__DATA FOR REVIEW__:
== == ==
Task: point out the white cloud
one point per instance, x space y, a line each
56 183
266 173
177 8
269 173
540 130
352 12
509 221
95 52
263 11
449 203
== == ==
__TASK BRIEF__:
The records must be reproduced in full. Nothing should differ.

__THE COMPLETED TASK__:
Task: point out the white cloud
one point per instance, x space y, a line each
56 183
266 173
177 8
269 173
540 130
352 12
509 221
95 52
263 11
449 203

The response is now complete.